* VORLIEGENDER TEXT:
————————

Mittwoch, 30. August 2017

Muster Mittwoch 8/2017 – Sonnendruck mit Alufolie und Cola

 
Das Wunder der Drucktechnik – nach dem Prinzip der Lithographie - es funktioniert tatsächlich. Und es fand in meiner Küche statt. Mit Cola und Alufolie. Yes!!
 
Ende 2016 erschien ein wunderschön gemachtes Buch für kleines Geld. Nachdem ich 2-3 mal im Internet darüber gestolpert war und es dann im Laden sah, hab ich es spontan gekauft. „In unsrer Küche wird gedruckt ist der Titel.

Meist dauert es eine Weile, bis ich tatsächlich zum Lesen komme, weil der Stapel Bücher neben meinem Bett hoch ist und ich manchmal schon nach 3 Sätzen mit den Augen klappere. Da dieses Buch jedoch mit wenig Text und vielen Bildern bestückt ist, nahm ich die Lektüre schon im Frühjahr in Angriff. Etwa auf der Hälfte tauchten erste Zweifel auf, ob die Sache so tatsächlich funktionieren kann. Komplizierte Techniken mit schwer zu beschaffendem Zubehör sind nix für mich, aber das hier war super einfach. Trotzdem: ob Öl und Wasser sich auf diese simple Art wirklich so haarscharf trennen lassen, dass ein Druck möglich ist … ich konnte es nicht ernsthaft glauben.

————————

* ZU ERLEDIGEN:
A – Wann erschien laut dem Text über den Sonnendruck das darin erwähnte Buch?
B – Gib die Datensätze unverändert wieder. Beginne am Anfang der Datensätze und höre nach der Zeile auf, die "column 49, row 306" enthält, und lass dabei die Bilder weg.
Text und Datensätze haben verschiedene Quellen.

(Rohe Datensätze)
————————

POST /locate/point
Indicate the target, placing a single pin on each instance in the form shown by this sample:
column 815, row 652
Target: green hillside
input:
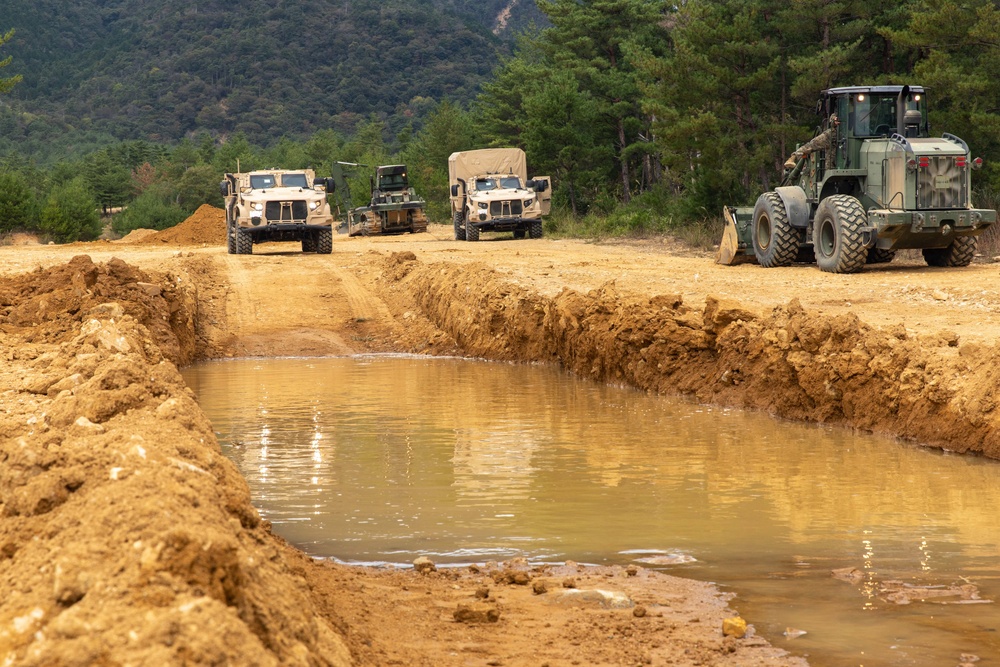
column 126, row 69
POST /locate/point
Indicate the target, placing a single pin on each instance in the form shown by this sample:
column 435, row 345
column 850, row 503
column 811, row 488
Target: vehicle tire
column 959, row 253
column 535, row 231
column 324, row 241
column 880, row 255
column 775, row 241
column 838, row 234
column 244, row 242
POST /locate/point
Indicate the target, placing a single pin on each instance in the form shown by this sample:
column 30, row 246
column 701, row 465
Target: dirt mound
column 206, row 225
column 136, row 235
column 127, row 537
column 49, row 306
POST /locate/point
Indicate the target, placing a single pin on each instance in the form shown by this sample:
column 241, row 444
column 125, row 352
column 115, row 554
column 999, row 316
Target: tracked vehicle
column 883, row 185
column 394, row 208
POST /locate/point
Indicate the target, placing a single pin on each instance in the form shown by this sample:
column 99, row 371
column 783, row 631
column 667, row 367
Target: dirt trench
column 128, row 538
column 930, row 389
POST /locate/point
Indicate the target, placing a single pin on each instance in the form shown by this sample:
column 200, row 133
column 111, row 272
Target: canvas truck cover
column 469, row 164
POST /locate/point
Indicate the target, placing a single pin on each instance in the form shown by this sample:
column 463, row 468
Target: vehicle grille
column 506, row 208
column 285, row 211
column 942, row 183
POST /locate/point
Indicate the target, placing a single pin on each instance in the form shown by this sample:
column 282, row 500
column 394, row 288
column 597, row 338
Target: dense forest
column 648, row 114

————————

* ANTWORTEN JE AUFGABE:
A – Ende 2016.

B –
POST /locate/point
Indicate the target, placing a single pin on each instance in the form shown by this sample:
column 815, row 652
Target: green hillside
input:
column 126, row 69
POST /locate/point
Indicate the target, placing a single pin on each instance in the form shown by this sample:
column 435, row 345
column 850, row 503
column 811, row 488
Target: vehicle tire
column 959, row 253
column 535, row 231
column 324, row 241
column 880, row 255
column 775, row 241
column 838, row 234
column 244, row 242
POST /locate/point
Indicate the target, placing a single pin on each instance in the form shown by this sample:
column 30, row 246
column 701, row 465
Target: dirt mound
column 206, row 225
column 136, row 235
column 127, row 537
column 49, row 306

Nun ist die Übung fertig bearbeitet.